TASK REQUIREMENTS:
1 > Can you reproduce, word for word, the part of the Excel attachment thread between "There is another" and "adding a comment?", inclusive?
2 > Will you write out the entries verbatim, from their opening line through the line holding "M309 47L311 48L311", inclusive?

SELECTED TEXT:
= = = = =
Open kingqueen3065 opened 8 years ago
I've just re-parsed the attachment and it seems okay now (won't work through view as html, but I can successfully open in Apple Preview / Numbers).
Possibly related to https://github.com/mysociety/alaveteli/issues/3106 or similar. Worth keeping an eye out for other cases like this.
There is another case of an Excel file which works when the whole mail message is imported into a mail application but doesn't work when downloaded via WhatDoTheyKnow in the thread at
https://www.whatdotheyknow.com/request/list_of_industrial_trade_effluen_5
I can open both of the xlsx
files in preview on Mac, but I don't have excel installed so can't check there. Might be worth uploading to the file store and adding a comment?
= = = = =
MATERIAL FOR THE TASK:
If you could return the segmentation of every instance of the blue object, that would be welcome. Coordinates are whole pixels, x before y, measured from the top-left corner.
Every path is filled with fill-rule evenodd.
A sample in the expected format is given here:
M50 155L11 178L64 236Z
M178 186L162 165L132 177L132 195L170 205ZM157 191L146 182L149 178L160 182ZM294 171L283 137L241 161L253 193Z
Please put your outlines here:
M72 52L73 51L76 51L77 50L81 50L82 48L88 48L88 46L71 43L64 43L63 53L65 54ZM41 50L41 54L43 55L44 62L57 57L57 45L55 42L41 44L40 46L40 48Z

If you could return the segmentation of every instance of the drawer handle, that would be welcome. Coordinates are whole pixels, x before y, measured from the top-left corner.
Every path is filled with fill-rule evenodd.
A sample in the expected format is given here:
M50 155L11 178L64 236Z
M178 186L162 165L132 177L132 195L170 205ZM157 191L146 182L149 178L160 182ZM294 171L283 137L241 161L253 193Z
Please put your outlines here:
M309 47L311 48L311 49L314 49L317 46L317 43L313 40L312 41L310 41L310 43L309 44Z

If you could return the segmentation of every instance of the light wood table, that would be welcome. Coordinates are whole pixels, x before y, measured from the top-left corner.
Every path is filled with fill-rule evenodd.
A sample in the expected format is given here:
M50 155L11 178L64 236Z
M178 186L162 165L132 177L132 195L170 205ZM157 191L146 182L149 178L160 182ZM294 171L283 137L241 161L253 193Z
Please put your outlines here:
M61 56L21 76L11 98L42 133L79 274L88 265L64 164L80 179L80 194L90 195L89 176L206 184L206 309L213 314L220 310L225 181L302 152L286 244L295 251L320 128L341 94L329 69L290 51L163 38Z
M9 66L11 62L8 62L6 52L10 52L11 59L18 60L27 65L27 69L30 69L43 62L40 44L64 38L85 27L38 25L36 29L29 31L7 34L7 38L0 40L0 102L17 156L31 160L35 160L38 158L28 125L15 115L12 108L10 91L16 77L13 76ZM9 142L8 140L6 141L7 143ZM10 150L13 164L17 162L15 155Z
= = = = =
RESPONSES FOR EACH TASK:
1 >
There is another case of an Excel file which works when the whole mail message is imported into a mail application but doesn't work when downloaded via WhatDoTheyKnow in the thread at
https://www.whatdotheyknow.com/request/list_of_industrial_trade_effluen_5
I can open both of the xlsx
files in preview on Mac, but I don't have excel installed so can't check there. Might be worth uploading to the file store and adding a comment?

2 >
If you could return the segmentation of every instance of the blue object, that would be welcome. Coordinates are whole pixels, x before y, measured from the top-left corner.
Every path is filled with fill-rule evenodd.
A sample in the expected format is given here:
M50 155L11 178L64 236Z
M178 186L162 165L132 177L132 195L170 205ZM157 191L146 182L149 178L160 182ZM294 171L283 137L241 161L253 193Z
Please put your outlines here:
M72 52L73 51L76 51L77 50L81 50L82 48L88 48L88 46L71 43L64 43L63 53L65 54ZM41 50L41 54L43 55L44 62L57 57L57 45L55 42L41 44L40 46L40 48Z

If you could return the segmentation of every instance of the drawer handle, that would be welcome. Coordinates are whole pixels, x before y, measured from the top-left corner.
Every path is filled with fill-rule evenodd.
A sample in the expected format is given here:
M50 155L11 178L64 236Z
M178 186L162 165L132 177L132 195L170 205ZM157 191L146 182L149 178L160 182ZM294 171L283 137L241 161L253 193Z
Please put your outlines here:
M309 47L311 48L311 49L314 49L317 46L317 43L313 40L312 41L310 41L310 43L309 44Z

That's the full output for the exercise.